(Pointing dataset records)
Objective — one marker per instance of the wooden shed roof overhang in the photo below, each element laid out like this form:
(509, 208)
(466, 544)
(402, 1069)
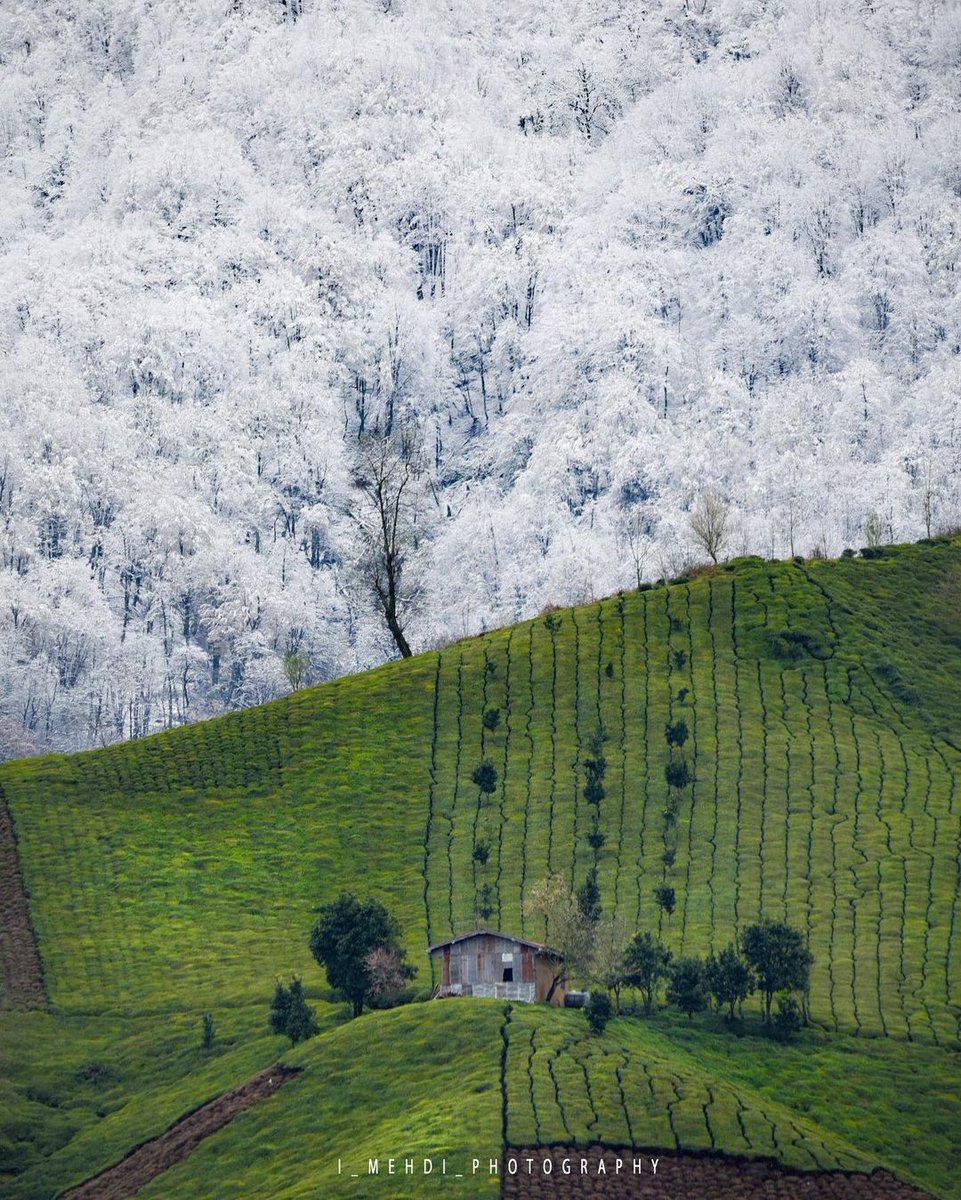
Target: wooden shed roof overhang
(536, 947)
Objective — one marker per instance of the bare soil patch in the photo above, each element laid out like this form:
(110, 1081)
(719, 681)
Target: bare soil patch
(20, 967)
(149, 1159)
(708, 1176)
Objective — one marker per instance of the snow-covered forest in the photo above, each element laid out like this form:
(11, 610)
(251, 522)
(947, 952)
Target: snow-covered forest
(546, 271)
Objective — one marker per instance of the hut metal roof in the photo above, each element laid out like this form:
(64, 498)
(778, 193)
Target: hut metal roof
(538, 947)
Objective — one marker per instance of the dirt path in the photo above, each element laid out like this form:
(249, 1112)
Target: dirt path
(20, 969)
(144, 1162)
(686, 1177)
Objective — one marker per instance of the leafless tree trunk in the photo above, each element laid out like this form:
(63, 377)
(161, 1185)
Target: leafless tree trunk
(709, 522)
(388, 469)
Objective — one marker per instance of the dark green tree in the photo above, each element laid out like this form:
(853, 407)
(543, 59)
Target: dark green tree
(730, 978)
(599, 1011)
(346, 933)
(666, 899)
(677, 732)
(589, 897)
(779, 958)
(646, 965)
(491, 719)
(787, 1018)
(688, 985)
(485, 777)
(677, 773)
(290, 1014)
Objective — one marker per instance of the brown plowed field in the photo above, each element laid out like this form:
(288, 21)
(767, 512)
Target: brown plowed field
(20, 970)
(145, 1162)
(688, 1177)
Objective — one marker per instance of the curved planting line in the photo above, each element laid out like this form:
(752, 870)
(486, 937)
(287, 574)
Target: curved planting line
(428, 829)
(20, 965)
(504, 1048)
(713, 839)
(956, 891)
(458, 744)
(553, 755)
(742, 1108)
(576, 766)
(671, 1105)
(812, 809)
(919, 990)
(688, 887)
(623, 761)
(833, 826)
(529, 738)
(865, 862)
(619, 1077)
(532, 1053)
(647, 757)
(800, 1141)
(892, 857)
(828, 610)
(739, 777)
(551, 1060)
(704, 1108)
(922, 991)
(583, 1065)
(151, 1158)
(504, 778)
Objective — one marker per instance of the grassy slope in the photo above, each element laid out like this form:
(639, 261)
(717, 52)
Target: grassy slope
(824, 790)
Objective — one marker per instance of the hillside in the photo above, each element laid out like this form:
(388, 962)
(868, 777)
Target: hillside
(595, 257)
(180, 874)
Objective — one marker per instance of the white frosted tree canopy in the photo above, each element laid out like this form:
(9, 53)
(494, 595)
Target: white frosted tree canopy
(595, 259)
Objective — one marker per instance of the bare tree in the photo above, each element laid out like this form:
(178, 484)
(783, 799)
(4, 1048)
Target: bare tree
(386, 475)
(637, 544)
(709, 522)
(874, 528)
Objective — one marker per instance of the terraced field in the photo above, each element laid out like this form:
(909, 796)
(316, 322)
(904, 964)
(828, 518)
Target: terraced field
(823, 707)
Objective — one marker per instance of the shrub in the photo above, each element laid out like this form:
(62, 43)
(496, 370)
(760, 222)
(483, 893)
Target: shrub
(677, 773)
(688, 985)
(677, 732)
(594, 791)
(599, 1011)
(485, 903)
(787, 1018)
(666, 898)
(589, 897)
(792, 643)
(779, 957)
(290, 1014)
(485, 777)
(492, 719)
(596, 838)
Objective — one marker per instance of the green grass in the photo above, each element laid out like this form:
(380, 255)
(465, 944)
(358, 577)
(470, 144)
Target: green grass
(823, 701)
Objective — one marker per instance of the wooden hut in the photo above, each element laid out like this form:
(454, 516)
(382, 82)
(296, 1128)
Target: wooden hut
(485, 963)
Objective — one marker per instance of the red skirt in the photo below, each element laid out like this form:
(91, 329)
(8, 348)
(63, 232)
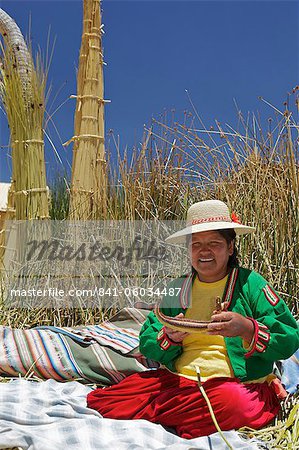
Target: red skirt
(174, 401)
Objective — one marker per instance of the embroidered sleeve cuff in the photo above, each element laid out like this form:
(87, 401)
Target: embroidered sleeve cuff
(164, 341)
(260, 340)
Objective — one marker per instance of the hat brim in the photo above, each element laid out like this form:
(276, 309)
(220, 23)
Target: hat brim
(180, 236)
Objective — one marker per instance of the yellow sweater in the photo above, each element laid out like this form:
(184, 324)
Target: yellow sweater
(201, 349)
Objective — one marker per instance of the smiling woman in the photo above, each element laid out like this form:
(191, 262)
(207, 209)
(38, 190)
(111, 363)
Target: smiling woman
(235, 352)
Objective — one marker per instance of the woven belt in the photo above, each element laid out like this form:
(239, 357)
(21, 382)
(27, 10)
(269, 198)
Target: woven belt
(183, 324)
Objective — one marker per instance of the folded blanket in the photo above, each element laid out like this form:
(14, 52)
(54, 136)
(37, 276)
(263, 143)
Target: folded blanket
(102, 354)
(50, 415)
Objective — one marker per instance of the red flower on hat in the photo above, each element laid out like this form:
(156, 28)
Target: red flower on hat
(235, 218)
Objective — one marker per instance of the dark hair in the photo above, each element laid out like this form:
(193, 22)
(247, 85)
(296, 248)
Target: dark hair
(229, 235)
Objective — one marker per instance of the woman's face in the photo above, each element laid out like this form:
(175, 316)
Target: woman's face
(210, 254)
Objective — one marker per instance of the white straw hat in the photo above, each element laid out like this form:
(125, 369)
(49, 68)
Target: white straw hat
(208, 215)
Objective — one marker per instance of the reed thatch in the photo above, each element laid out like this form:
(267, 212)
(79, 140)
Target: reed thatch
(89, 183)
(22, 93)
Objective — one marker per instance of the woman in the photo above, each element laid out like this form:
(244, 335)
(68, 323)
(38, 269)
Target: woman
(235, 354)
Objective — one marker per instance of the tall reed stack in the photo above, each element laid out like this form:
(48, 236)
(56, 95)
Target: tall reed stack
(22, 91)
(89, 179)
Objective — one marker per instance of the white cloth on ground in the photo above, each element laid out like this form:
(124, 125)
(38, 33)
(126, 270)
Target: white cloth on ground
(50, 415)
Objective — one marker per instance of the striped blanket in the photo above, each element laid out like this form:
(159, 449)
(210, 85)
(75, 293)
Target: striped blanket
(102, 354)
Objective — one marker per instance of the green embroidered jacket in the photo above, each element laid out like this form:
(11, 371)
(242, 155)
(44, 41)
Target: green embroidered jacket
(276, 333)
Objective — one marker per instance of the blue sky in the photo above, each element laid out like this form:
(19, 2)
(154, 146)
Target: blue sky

REQUEST: Recast all of the items above as a Markdown table with two columns, "Number" for the row number and "Entry" for the line, skipping any blank lines. Leave the pictures out of the table.

WRITTEN RESPONSE:
| Number | Entry |
|---|---|
| 1 | Objective — one marker per instance of the wooden shed roof overhang in the photo below, each element laid out like this form: |
| 2 | (509, 208) |
| 3 | (466, 544) |
| 4 | (402, 1069) |
| 5 | Target: wooden shed roof overhang |
| 6 | (536, 947) |
| 7 | Objective — one marker per instance of the bare soil patch in the photo above, each element laid out like this form: |
| 8 | (110, 1081) |
| 9 | (719, 681) |
| 10 | Target: bare soil patch |
| 11 | (20, 967) |
| 12 | (149, 1159) |
| 13 | (708, 1176) |
| 14 | Objective — one marker per instance of the snow-covered forest in the photo above, each element laid out like this form: |
| 15 | (11, 610) |
| 16 | (251, 522) |
| 17 | (947, 952) |
| 18 | Target: snow-covered forest |
| 19 | (546, 271) |
| 20 | Objective — one marker per instance of the hut metal roof in the photo above, each element laid out like this form: |
| 21 | (64, 498) |
| 22 | (778, 193) |
| 23 | Target: hut metal roof |
| 24 | (538, 947) |
| 25 | Objective — one marker per instance of the dirt path in the photo above, each element laid out like this form: |
| 26 | (249, 1112) |
| 27 | Target: dirt path |
| 28 | (20, 969) |
| 29 | (144, 1162) |
| 30 | (686, 1177) |
| 31 | Objective — one marker per instance of the leafless tree trunk in the photo above, each element laid out like this form: |
| 32 | (63, 377) |
| 33 | (161, 1185) |
| 34 | Target: leafless tree trunk |
| 35 | (709, 522) |
| 36 | (388, 469) |
| 37 | Objective — one marker per instance of the dark green tree in the photo above, each element laid out like this form: |
| 38 | (853, 407) |
| 39 | (543, 59) |
| 40 | Target: dark green tree |
| 41 | (730, 978) |
| 42 | (599, 1011) |
| 43 | (346, 933) |
| 44 | (666, 899) |
| 45 | (677, 732) |
| 46 | (589, 897) |
| 47 | (779, 958) |
| 48 | (646, 965) |
| 49 | (491, 719) |
| 50 | (787, 1018) |
| 51 | (688, 985) |
| 52 | (485, 777) |
| 53 | (677, 773) |
| 54 | (290, 1014) |
| 55 | Objective — one marker per instance of the brown plowed field in the photo above, each element laid out like this form: |
| 56 | (288, 21) |
| 57 | (767, 512) |
| 58 | Target: brown plowed field |
| 59 | (20, 970) |
| 60 | (145, 1162) |
| 61 | (688, 1177) |
| 62 | Objective — one marker per instance of the curved planting line in the photo above, each element laid out like this form: |
| 63 | (752, 870) |
| 64 | (486, 937) |
| 65 | (287, 574) |
| 66 | Target: curved planting line |
| 67 | (428, 829) |
| 68 | (20, 965) |
| 69 | (504, 1048) |
| 70 | (713, 839) |
| 71 | (956, 891) |
| 72 | (458, 744) |
| 73 | (553, 755) |
| 74 | (742, 1108) |
| 75 | (576, 766) |
| 76 | (671, 1105) |
| 77 | (812, 809) |
| 78 | (919, 990) |
| 79 | (688, 887) |
| 80 | (623, 761) |
| 81 | (833, 826) |
| 82 | (529, 738) |
| 83 | (865, 862) |
| 84 | (619, 1077) |
| 85 | (532, 1053) |
| 86 | (647, 757) |
| 87 | (800, 1141) |
| 88 | (892, 857) |
| 89 | (828, 610) |
| 90 | (739, 777) |
| 91 | (551, 1060) |
| 92 | (704, 1108) |
| 93 | (922, 991) |
| 94 | (583, 1065) |
| 95 | (151, 1158) |
| 96 | (504, 778) |
| 97 | Objective — one marker per instance of the grassy slope in the photo above, each element laid out like this form: |
| 98 | (639, 261) |
| 99 | (717, 52) |
| 100 | Target: grassy slope |
| 101 | (824, 790) |
| 102 | Objective — one marker per instance of the hillside in the photo above, each element laid out like this form: |
| 103 | (388, 962) |
| 104 | (868, 777) |
| 105 | Target: hillside |
| 106 | (595, 257) |
| 107 | (180, 874) |
| 108 | Objective — one marker per instance of the white frosted tree canopy in the photo above, each element laid out like this form: |
| 109 | (9, 53) |
| 110 | (494, 595) |
| 111 | Target: white frosted tree canopy |
| 112 | (595, 259) |
| 113 | Objective — one marker per instance of the bare tree in the photo above, each element laid out like this form: |
| 114 | (178, 484) |
| 115 | (783, 799) |
| 116 | (4, 1048) |
| 117 | Target: bare tree |
| 118 | (386, 475) |
| 119 | (637, 544) |
| 120 | (709, 522) |
| 121 | (874, 528) |
| 122 | Objective — one marker per instance of the terraced field in the photo above, each element laid out like this form: |
| 123 | (909, 796) |
| 124 | (316, 322) |
| 125 | (904, 964) |
| 126 | (828, 518) |
| 127 | Target: terraced field |
| 128 | (823, 707) |
| 129 | Objective — one marker per instance of the shrub in the photo above, each element laid out like this form: |
| 130 | (62, 43) |
| 131 | (496, 370) |
| 132 | (760, 222) |
| 133 | (483, 893) |
| 134 | Target: shrub |
| 135 | (677, 773) |
| 136 | (688, 985) |
| 137 | (677, 732) |
| 138 | (594, 791) |
| 139 | (599, 1011) |
| 140 | (485, 903) |
| 141 | (787, 1018) |
| 142 | (666, 898) |
| 143 | (589, 897) |
| 144 | (792, 643) |
| 145 | (779, 957) |
| 146 | (290, 1014) |
| 147 | (485, 777) |
| 148 | (492, 719) |
| 149 | (596, 838) |
| 150 | Objective — one marker per instance of the green grass in the photo above, each element laid out like this form: |
| 151 | (380, 255) |
| 152 | (465, 944) |
| 153 | (358, 577) |
| 154 | (470, 144) |
| 155 | Target: green grass |
| 156 | (823, 701) |
| 157 | Objective — one marker per instance of the wooden hut in the photo above, each element laid out like this form: |
| 158 | (454, 516) |
| 159 | (382, 82) |
| 160 | (296, 1128) |
| 161 | Target: wooden hut |
| 162 | (485, 963) |
| 163 | Objective — one marker per instance of the red skirt in the photo below, each element laid out like this form: |
| 164 | (91, 329) |
| 165 | (8, 348) |
| 166 | (63, 232) |
| 167 | Target: red skirt |
| 168 | (174, 401) |
| 169 | Objective — one marker per instance of the embroidered sleeve cuff in the photo above, each element laid out like this form: |
| 170 | (87, 401) |
| 171 | Target: embroidered sleeve cuff |
| 172 | (164, 341) |
| 173 | (260, 340) |
| 174 | Objective — one marker per instance of the hat brim in the photo above, each element laid out like this form: |
| 175 | (276, 309) |
| 176 | (220, 23) |
| 177 | Target: hat brim |
| 178 | (180, 236) |
| 179 | Objective — one marker per instance of the yellow sweater in the photo above, each element laid out like this form: |
| 180 | (184, 324) |
| 181 | Target: yellow sweater |
| 182 | (201, 349) |
| 183 | Objective — one marker per instance of the smiling woman in the photo above, each element laid out like this form: |
| 184 | (191, 262) |
| 185 | (207, 209) |
| 186 | (38, 190) |
| 187 | (111, 363) |
| 188 | Target: smiling woman |
| 189 | (235, 352) |
| 190 | Objective — one marker per instance of the woven belt in the photo above, each element laid out like this form: |
| 191 | (239, 357) |
| 192 | (21, 382) |
| 193 | (27, 10) |
| 194 | (269, 198) |
| 195 | Target: woven belt |
| 196 | (183, 324) |
| 197 | Objective — one marker per instance of the folded blanket in the photo above, each element laid out like this form: |
| 198 | (14, 52) |
| 199 | (54, 136) |
| 200 | (37, 276) |
| 201 | (263, 143) |
| 202 | Target: folded blanket |
| 203 | (102, 354) |
| 204 | (50, 415) |
| 205 | Objective — one marker per instance of the red flower on hat in the photo above, each element laid out like this form: |
| 206 | (156, 28) |
| 207 | Target: red flower on hat |
| 208 | (235, 218) |
| 209 | Objective — one marker per instance of the dark hair in the photo above, each element laid out like this form: |
| 210 | (193, 22) |
| 211 | (247, 85) |
| 212 | (296, 248) |
| 213 | Target: dark hair |
| 214 | (229, 235) |
| 215 | Objective — one marker per instance of the woman's face in the photo above, each element laid out like this form: |
| 216 | (175, 316) |
| 217 | Target: woman's face |
| 218 | (210, 254) |
| 219 | Objective — one marker per instance of the white straw hat in the photo above, each element laid out like this form: |
| 220 | (125, 369) |
| 221 | (49, 68) |
| 222 | Target: white straw hat |
| 223 | (208, 215) |
| 224 | Objective — one marker per instance of the reed thatch in the photo above, each element laid out like this form: |
| 225 | (267, 212) |
| 226 | (79, 140) |
| 227 | Target: reed thatch |
| 228 | (89, 183) |
| 229 | (22, 93) |
| 230 | Objective — one marker per instance of the woman in the photo above, each element laid out like this form: |
| 231 | (244, 335) |
| 232 | (68, 323) |
| 233 | (38, 269) |
| 234 | Target: woman |
| 235 | (235, 354) |
| 236 | Objective — one marker per instance of the tall reed stack in the photo above, each element laid out like this form: |
| 237 | (48, 236) |
| 238 | (56, 95) |
| 239 | Target: tall reed stack |
| 240 | (22, 91) |
| 241 | (89, 179) |
| 242 | Objective — one marker per instance of the white cloth on ground in the photo above, each element laid out like this form: |
| 243 | (124, 125) |
| 244 | (38, 33) |
| 245 | (126, 270) |
| 246 | Target: white cloth on ground |
| 247 | (50, 415) |
| 248 | Objective — one marker per instance of the striped blanket in the photo above, each element laid out like this form: |
| 249 | (159, 449) |
| 250 | (210, 85) |
| 251 | (75, 293) |
| 252 | Target: striped blanket |
| 253 | (102, 354) |
| 254 | Objective — one marker per instance of the green embroidered jacket in the photo above, each element laid out like this form: |
| 255 | (11, 371) |
| 256 | (242, 155) |
| 257 | (44, 41) |
| 258 | Target: green embroidered jacket |
| 259 | (276, 333) |
| 260 | Objective — one marker per instance of the blue sky in the photo above, each element laid out like this form: |
| 261 | (19, 2) |
| 262 | (154, 146) |
| 263 | Target: blue sky |